Segment Start: RECORDS FOR PROCESSING

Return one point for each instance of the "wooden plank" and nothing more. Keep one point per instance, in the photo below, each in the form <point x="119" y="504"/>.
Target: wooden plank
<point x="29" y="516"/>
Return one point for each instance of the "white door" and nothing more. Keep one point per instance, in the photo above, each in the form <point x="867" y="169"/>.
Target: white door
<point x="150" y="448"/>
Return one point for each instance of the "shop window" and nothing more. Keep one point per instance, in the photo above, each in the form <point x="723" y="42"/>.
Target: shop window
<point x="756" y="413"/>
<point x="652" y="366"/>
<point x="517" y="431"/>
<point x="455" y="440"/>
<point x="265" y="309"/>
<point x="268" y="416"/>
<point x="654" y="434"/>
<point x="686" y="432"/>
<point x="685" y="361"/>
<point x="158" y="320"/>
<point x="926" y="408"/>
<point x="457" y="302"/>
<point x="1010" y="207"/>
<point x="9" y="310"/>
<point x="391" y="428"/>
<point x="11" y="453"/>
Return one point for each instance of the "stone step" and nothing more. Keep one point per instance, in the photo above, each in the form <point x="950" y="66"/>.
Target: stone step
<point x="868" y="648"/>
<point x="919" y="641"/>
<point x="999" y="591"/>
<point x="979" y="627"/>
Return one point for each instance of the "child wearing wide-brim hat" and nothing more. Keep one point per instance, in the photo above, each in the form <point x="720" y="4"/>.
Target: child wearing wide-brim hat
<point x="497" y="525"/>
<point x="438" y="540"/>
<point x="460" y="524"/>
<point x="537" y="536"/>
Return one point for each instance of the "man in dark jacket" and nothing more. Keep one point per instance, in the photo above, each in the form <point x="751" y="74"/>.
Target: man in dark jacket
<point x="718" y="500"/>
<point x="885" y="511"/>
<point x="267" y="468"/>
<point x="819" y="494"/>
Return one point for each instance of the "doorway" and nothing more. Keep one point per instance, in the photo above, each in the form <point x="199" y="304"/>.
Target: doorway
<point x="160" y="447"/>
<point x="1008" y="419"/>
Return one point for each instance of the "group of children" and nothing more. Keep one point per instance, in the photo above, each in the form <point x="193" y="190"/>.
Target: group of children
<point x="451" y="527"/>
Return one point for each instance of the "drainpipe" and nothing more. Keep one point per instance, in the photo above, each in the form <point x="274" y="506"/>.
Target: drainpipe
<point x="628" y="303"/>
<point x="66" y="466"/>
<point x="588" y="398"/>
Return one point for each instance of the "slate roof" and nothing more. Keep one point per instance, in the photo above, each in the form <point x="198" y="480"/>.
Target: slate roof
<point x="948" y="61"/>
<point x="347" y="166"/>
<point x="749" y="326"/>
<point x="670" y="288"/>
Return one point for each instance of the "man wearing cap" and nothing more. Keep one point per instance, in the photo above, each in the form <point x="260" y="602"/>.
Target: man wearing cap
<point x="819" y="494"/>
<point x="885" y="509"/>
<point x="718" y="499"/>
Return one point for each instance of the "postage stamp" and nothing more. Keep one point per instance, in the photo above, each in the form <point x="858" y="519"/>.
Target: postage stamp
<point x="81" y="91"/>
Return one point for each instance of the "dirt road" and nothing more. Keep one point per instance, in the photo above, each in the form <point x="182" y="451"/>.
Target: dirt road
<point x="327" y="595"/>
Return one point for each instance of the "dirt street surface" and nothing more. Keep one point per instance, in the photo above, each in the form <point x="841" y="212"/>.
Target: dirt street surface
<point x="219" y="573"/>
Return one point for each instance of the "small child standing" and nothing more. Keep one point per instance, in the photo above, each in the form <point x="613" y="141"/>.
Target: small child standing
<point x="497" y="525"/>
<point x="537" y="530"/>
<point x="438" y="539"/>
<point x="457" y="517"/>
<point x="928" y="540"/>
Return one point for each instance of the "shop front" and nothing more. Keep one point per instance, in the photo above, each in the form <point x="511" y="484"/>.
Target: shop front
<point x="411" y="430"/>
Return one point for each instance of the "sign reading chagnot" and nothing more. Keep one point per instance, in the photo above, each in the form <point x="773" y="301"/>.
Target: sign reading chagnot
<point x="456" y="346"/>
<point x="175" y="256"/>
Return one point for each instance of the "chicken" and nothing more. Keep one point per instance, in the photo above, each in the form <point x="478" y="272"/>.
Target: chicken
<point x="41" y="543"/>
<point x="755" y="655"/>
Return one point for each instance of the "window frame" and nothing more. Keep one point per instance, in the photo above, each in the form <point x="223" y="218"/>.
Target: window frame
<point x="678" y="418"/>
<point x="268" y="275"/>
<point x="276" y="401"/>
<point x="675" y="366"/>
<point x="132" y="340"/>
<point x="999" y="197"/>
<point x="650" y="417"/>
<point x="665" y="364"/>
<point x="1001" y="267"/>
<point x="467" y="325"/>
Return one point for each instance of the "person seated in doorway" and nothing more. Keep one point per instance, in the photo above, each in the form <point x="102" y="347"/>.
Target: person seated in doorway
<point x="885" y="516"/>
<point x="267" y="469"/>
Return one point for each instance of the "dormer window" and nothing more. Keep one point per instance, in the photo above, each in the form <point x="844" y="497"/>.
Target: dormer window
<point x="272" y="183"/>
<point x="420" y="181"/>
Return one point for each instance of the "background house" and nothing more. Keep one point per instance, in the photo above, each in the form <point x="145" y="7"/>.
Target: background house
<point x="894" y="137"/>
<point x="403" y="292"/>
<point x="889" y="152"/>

Segment End: RECORDS FOR PROCESSING

[TASK INSTRUCTIONS] Would you transcribe the listing word for word?

[EXPECTED ANSWER]
Return one point for each instance of the "wooden plank" and nothing more. Keep one point per instance, in the photo below, each in the form <point x="119" y="504"/>.
Target: wooden plank
<point x="29" y="516"/>
Return one point for each instance of the "white door" and nothing more. Keep one point per instance, in the photo above, each in the form <point x="867" y="169"/>.
Target: white door
<point x="150" y="448"/>
Return one point for each instance of the "shop window" and nothing more. Keep one point per instance, in the photo above, each in the form <point x="723" y="42"/>.
Target: shop window
<point x="756" y="413"/>
<point x="652" y="366"/>
<point x="517" y="431"/>
<point x="455" y="440"/>
<point x="265" y="309"/>
<point x="268" y="416"/>
<point x="654" y="434"/>
<point x="686" y="432"/>
<point x="685" y="361"/>
<point x="158" y="320"/>
<point x="926" y="408"/>
<point x="457" y="302"/>
<point x="1010" y="207"/>
<point x="9" y="310"/>
<point x="391" y="428"/>
<point x="11" y="453"/>
Return one point for each instance of the "stone step" and nothing more. Keep one point per instance, in the photo above, each in the form <point x="950" y="66"/>.
Target: stone step
<point x="868" y="648"/>
<point x="919" y="641"/>
<point x="999" y="591"/>
<point x="979" y="627"/>
Return one point for each instance of the "child wearing wide-brim hat" and nothing more. Keep one point per instance, in the photo above, each in the form <point x="720" y="4"/>.
Target: child wearing wide-brim hat
<point x="497" y="525"/>
<point x="438" y="540"/>
<point x="460" y="524"/>
<point x="537" y="536"/>
Return one point for each instance of the "man in dark jacket" and nothing more. Keep one point per instance, in the photo above, each in the form <point x="751" y="74"/>.
Target: man in dark jacket
<point x="718" y="500"/>
<point x="885" y="511"/>
<point x="267" y="468"/>
<point x="819" y="494"/>
Return one point for each instance of the "doorway" and nothing more. Keep one point per instance, in the photo above, each in the form <point x="199" y="304"/>.
Target: doorway
<point x="160" y="447"/>
<point x="1008" y="419"/>
Return one point for each instance of the "group of children" and nothing more. Keep one point per instance, in the photo above, each in the form <point x="193" y="190"/>.
Target: group of children
<point x="451" y="527"/>
Return one point for each instance of the "drainpipe" and nothing more. Keep one point per instance, in the photo above, each in the form <point x="274" y="506"/>.
Target: drainpipe
<point x="628" y="303"/>
<point x="66" y="466"/>
<point x="588" y="398"/>
Return one point for each instance of the "slate roof" and nothing more. Keep one point per instance, in the photo above, each in the form <point x="198" y="480"/>.
Target: slate roof
<point x="948" y="61"/>
<point x="347" y="166"/>
<point x="749" y="326"/>
<point x="670" y="288"/>
Return one point for each instance of the "man wearing cap" and nothing more. Keep one point per instance, in the photo above, each in the form <point x="260" y="602"/>.
Target: man wearing cap
<point x="819" y="494"/>
<point x="885" y="509"/>
<point x="718" y="499"/>
Return one point for each instance of the "postage stamp" and nothing more. Keep one point per instance, in the photo above, each in the form <point x="858" y="519"/>.
Target: postage stamp
<point x="81" y="91"/>
Return one point for each instance of the "dirt road" and nothing more. Keep one point per instance, in the photo above, each in the form <point x="182" y="451"/>.
Target: dirt road
<point x="327" y="595"/>
Return one point for each instance of the "dirt street surface" and nothing more. Keep one point per instance, in the photo above, each in the form <point x="841" y="212"/>.
Target: dirt street surface
<point x="219" y="573"/>
Return one point for each instance of the "small child standing" and nothing more. Keep one point per instance, in the photo above, each in the form <point x="613" y="141"/>.
Target: small child standing
<point x="497" y="525"/>
<point x="537" y="530"/>
<point x="438" y="539"/>
<point x="457" y="517"/>
<point x="928" y="540"/>
Return one point for each instance of the "shop front" and nothing more. Keep one point per instance, in the photo above, each in the form <point x="511" y="484"/>.
Target: shop front
<point x="411" y="430"/>
Return one point for each instance of the "sign reading chagnot" and nothing more. Keep one point per instance, in the photo above, each in the form <point x="773" y="301"/>.
Target: sign reading chagnot
<point x="456" y="346"/>
<point x="175" y="256"/>
Return one point for each instance of the "chicken" and nothing more. Keep one point per instance, in the photo above, each in the form <point x="478" y="272"/>.
Target: chicken
<point x="41" y="543"/>
<point x="755" y="655"/>
Return one point for each instance of the "window frame" and nothing more. Keep one point per instance, in the photo above, each in the form <point x="223" y="218"/>.
Target: window frame
<point x="678" y="418"/>
<point x="268" y="275"/>
<point x="276" y="401"/>
<point x="675" y="366"/>
<point x="132" y="340"/>
<point x="999" y="197"/>
<point x="650" y="417"/>
<point x="665" y="364"/>
<point x="1001" y="267"/>
<point x="467" y="325"/>
Return one point for each instance of the "person seated in doorway" and nothing more. Keep one point per instance, in the photo above, each in the form <point x="102" y="347"/>.
Target: person seated in doorway
<point x="885" y="516"/>
<point x="267" y="469"/>
Return one point for each instance of the "dormer window" and nothing more. Keep one point per instance, in the photo above, each in the form <point x="844" y="497"/>.
Target: dormer window
<point x="272" y="183"/>
<point x="420" y="181"/>
Return one point for each instance of the "background house" and nothing more. Keep one point per instance, in the photo above, each in the form <point x="145" y="7"/>.
Target: background house
<point x="894" y="137"/>
<point x="403" y="292"/>
<point x="889" y="152"/>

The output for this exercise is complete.